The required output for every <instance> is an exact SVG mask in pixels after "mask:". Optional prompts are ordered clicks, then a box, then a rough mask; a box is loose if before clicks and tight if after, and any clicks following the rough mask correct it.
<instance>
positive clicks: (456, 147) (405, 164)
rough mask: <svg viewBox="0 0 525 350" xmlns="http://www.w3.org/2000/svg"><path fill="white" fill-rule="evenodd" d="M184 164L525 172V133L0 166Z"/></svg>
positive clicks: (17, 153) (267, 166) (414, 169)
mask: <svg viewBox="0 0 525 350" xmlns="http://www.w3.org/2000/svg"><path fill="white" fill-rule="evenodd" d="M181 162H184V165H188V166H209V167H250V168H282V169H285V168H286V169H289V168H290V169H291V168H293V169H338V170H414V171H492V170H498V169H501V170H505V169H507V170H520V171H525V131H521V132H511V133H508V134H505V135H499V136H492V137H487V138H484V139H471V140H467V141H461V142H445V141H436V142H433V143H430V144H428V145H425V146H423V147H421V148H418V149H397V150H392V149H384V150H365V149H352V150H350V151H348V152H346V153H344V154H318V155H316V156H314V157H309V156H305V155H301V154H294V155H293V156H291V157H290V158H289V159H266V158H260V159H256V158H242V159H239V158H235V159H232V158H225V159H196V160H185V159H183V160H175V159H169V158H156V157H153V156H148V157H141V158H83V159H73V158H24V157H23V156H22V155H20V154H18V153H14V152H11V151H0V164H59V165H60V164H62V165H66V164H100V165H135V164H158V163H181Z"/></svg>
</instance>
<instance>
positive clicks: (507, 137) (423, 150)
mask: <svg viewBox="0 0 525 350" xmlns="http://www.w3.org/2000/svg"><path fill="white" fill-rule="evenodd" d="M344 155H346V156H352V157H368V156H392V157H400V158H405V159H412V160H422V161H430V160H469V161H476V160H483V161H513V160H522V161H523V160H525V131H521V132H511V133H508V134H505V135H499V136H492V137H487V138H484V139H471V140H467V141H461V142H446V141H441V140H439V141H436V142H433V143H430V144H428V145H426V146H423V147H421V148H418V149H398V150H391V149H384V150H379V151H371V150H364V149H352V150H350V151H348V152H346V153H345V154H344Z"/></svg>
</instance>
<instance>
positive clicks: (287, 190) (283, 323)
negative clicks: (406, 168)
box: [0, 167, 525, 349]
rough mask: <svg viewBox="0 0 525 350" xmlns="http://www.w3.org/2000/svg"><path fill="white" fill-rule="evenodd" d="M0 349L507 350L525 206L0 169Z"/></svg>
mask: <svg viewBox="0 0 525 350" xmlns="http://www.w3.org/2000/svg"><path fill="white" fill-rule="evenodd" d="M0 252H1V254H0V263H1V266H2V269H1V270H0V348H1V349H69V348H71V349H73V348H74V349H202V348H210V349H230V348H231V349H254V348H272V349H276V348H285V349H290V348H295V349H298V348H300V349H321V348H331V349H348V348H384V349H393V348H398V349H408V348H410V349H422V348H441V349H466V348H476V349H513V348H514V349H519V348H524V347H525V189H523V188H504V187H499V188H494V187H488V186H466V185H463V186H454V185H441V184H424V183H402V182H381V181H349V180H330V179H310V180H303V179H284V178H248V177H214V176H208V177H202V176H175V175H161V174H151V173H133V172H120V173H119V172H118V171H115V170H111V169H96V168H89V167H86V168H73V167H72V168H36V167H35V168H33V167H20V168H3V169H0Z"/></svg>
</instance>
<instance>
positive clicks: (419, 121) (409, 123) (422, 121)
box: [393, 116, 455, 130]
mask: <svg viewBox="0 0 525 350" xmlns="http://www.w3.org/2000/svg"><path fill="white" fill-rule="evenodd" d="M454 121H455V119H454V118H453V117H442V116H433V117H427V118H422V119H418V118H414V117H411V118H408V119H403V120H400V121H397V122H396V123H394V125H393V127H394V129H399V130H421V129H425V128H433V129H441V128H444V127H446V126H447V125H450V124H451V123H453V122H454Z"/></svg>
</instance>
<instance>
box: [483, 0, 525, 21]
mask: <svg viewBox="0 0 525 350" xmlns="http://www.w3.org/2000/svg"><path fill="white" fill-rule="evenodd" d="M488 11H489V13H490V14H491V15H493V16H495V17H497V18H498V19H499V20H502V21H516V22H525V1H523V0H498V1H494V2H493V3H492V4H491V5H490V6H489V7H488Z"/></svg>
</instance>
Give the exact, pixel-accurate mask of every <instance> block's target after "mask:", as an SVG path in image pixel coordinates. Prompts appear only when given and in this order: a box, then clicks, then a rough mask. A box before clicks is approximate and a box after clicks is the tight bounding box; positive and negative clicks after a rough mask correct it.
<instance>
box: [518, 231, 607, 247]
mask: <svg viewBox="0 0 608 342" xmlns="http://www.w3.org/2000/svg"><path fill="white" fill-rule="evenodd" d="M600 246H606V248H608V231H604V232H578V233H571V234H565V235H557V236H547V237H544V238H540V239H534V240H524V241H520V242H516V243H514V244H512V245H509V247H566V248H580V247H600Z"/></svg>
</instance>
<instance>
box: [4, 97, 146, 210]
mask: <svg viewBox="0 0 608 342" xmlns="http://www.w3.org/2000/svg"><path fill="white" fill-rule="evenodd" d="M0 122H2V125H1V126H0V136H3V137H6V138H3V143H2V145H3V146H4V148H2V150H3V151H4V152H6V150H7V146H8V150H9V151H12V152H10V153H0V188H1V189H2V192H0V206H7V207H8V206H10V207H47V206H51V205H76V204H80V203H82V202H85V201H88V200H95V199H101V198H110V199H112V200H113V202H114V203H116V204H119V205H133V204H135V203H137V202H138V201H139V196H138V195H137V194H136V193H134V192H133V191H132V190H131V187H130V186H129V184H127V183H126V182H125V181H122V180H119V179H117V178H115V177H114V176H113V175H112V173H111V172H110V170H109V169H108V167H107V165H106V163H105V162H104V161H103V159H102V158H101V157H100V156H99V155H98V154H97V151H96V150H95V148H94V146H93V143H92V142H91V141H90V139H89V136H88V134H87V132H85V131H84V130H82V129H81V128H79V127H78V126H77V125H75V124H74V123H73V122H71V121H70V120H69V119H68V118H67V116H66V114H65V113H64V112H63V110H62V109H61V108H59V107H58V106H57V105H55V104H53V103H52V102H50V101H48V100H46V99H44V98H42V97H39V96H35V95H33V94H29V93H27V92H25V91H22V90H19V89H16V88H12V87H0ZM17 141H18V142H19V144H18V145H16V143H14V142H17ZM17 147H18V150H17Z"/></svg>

Exercise aim → Convert all the records above into a JSON list of strings, one string for each line, leaving out any blank lines.

Reply to the exercise →
[
  "The required output for every <instance> is an exact SVG mask in pixels after \"mask:\". Optional prompts are ordered clicks, then a box, then a rough mask; a box is loose if before clicks and tight if after, and any clicks following the rough mask correct it.",
  "<instance>",
  "positive clicks: (456, 147) (405, 164)",
  "rough mask: <svg viewBox=\"0 0 525 350\" xmlns=\"http://www.w3.org/2000/svg\"><path fill=\"white\" fill-rule=\"evenodd\" d=\"M184 164L525 172V133L0 166Z\"/></svg>",
  "positive clicks: (17, 153) (267, 166) (414, 169)",
  "mask: <svg viewBox=\"0 0 525 350\" xmlns=\"http://www.w3.org/2000/svg\"><path fill=\"white\" fill-rule=\"evenodd\" d=\"M181 162H184V165H188V166H209V167H250V168H282V169H285V168H286V169H289V168H290V169H291V168H293V169H338V170H414V171H492V170H498V169H501V170H505V169H507V170H520V171H525V131H521V132H511V133H508V134H505V135H499V136H492V137H487V138H484V139H471V140H467V141H461V142H445V141H436V142H433V143H430V144H428V145H425V146H423V147H421V148H418V149H397V150H392V149H384V150H365V149H352V150H350V151H348V152H346V153H344V154H318V155H316V156H314V157H309V156H305V155H301V154H294V155H293V156H291V157H290V158H289V159H266V158H260V159H256V158H242V159H239V158H235V159H232V158H225V159H196V160H185V159H183V160H175V159H169V158H156V157H153V156H148V157H141V158H83V159H73V158H24V157H23V156H22V155H20V154H18V153H14V152H11V151H0V164H59V165H60V164H62V165H66V164H100V165H135V164H158V163H181Z\"/></svg>",
  "</instance>",
  "<instance>",
  "positive clicks: (507, 137) (423, 150)",
  "mask: <svg viewBox=\"0 0 525 350\" xmlns=\"http://www.w3.org/2000/svg\"><path fill=\"white\" fill-rule=\"evenodd\" d=\"M344 155H346V156H352V157H368V156H392V157H400V158H405V159H412V160H422V161H430V160H469V161H476V160H483V161H513V160H522V161H523V160H525V131H521V132H511V133H508V134H505V135H499V136H492V137H487V138H484V139H471V140H467V141H461V142H446V141H441V140H439V141H436V142H433V143H430V144H428V145H426V146H423V147H421V148H418V149H398V150H391V149H384V150H379V151H371V150H364V149H352V150H350V151H348V152H346V153H345V154H344Z\"/></svg>",
  "</instance>",
  "<instance>",
  "positive clicks: (287, 190) (283, 323)",
  "negative clicks: (406, 168)",
  "box: [0, 167, 525, 349]",
  "rough mask: <svg viewBox=\"0 0 525 350\" xmlns=\"http://www.w3.org/2000/svg\"><path fill=\"white\" fill-rule=\"evenodd\" d=\"M0 349L507 350L525 206L0 169Z\"/></svg>",
  "mask: <svg viewBox=\"0 0 525 350\" xmlns=\"http://www.w3.org/2000/svg\"><path fill=\"white\" fill-rule=\"evenodd\" d=\"M0 252H1V254H0V263H1V266H2V269H1V270H0V348H1V349H69V348H71V349H73V348H74V349H202V348H210V349H230V348H231V349H254V348H272V349H276V348H285V349H290V348H295V349H298V348H300V349H321V348H331V349H348V348H384V349H393V348H398V349H408V348H410V349H422V348H441V349H466V348H476V349H513V348H514V349H519V348H524V347H525V189H523V188H504V187H499V188H494V187H488V186H466V185H463V186H454V185H441V184H424V183H402V182H381V181H349V180H330V179H310V180H303V179H284V178H248V177H214V176H208V177H202V176H175V175H161V174H151V173H133V172H120V173H119V172H118V171H115V170H111V169H96V168H89V167H86V168H73V167H72V168H36V167H35V168H33V167H20V168H3V169H0Z\"/></svg>",
  "</instance>",
  "<instance>",
  "positive clicks: (419, 121) (409, 123) (422, 121)",
  "box: [393, 116, 455, 130]",
  "mask: <svg viewBox=\"0 0 525 350\" xmlns=\"http://www.w3.org/2000/svg\"><path fill=\"white\" fill-rule=\"evenodd\" d=\"M454 121H455V119H454V118H453V117H442V116H433V117H427V118H422V119H418V118H414V117H411V118H408V119H403V120H400V121H397V122H396V123H394V125H393V127H394V129H399V130H421V129H425V128H433V129H441V128H444V127H446V126H447V125H450V124H451V123H453V122H454Z\"/></svg>",
  "</instance>",
  "<instance>",
  "box: [483, 0, 525, 21]",
  "mask: <svg viewBox=\"0 0 525 350\" xmlns=\"http://www.w3.org/2000/svg\"><path fill=\"white\" fill-rule=\"evenodd\" d=\"M488 11H489V13H490V14H491V15H493V16H495V17H497V18H498V19H499V20H502V21H516V22H525V1H523V0H498V1H494V2H493V3H492V4H491V5H490V6H489V7H488Z\"/></svg>",
  "</instance>",
  "Give the exact, pixel-accurate mask of every <instance> block's target after \"mask:\", as an SVG path in image pixel coordinates. Prompts appear only when given and in this order: a box, then clicks, then a rough mask. A box before clicks is approximate and a box after clicks is the tight bounding box; positive and negative clicks after a rough mask correct it.",
  "<instance>",
  "box: [518, 231, 607, 247]",
  "mask: <svg viewBox=\"0 0 608 342\" xmlns=\"http://www.w3.org/2000/svg\"><path fill=\"white\" fill-rule=\"evenodd\" d=\"M600 246H606V248H608V231H604V232H578V233H571V234H565V235H557V236H547V237H544V238H540V239H534V240H524V241H520V242H516V243H514V244H512V245H509V247H566V248H580V247H600Z\"/></svg>",
  "</instance>",
  "<instance>",
  "box: [4, 97, 146, 210]",
  "mask: <svg viewBox=\"0 0 608 342\" xmlns=\"http://www.w3.org/2000/svg\"><path fill=\"white\" fill-rule=\"evenodd\" d=\"M0 122H2V125H1V126H0V136H3V137H6V138H3V143H2V145H3V146H4V148H2V150H3V151H4V152H6V150H7V146H8V150H9V151H12V152H10V153H0V188H1V189H2V192H0V206H7V207H8V206H10V207H47V206H51V205H76V204H80V203H82V202H85V201H88V200H95V199H101V198H110V199H112V200H113V202H114V203H116V204H119V205H133V204H135V203H137V202H138V201H139V196H138V195H137V194H136V193H134V192H133V191H132V190H131V187H130V186H129V184H127V183H126V182H125V181H122V180H119V179H117V178H115V177H114V176H113V175H112V173H111V172H110V170H109V169H108V167H107V165H106V163H105V162H104V161H103V159H102V158H101V157H100V156H99V155H98V154H97V151H96V150H95V148H94V146H93V143H92V142H91V141H90V139H89V136H88V134H87V132H85V131H84V130H82V129H81V128H79V127H78V126H77V125H75V124H74V123H73V122H71V121H70V120H69V119H68V118H67V116H66V114H65V113H64V112H63V110H62V109H61V108H59V107H58V106H57V105H55V104H53V103H52V102H50V101H48V100H46V99H44V98H42V97H39V96H35V95H33V94H29V93H27V92H25V91H22V90H19V89H16V88H12V87H0ZM17 141H18V142H19V144H18V145H16V143H14V142H17ZM17 147H18V150H17Z\"/></svg>"
]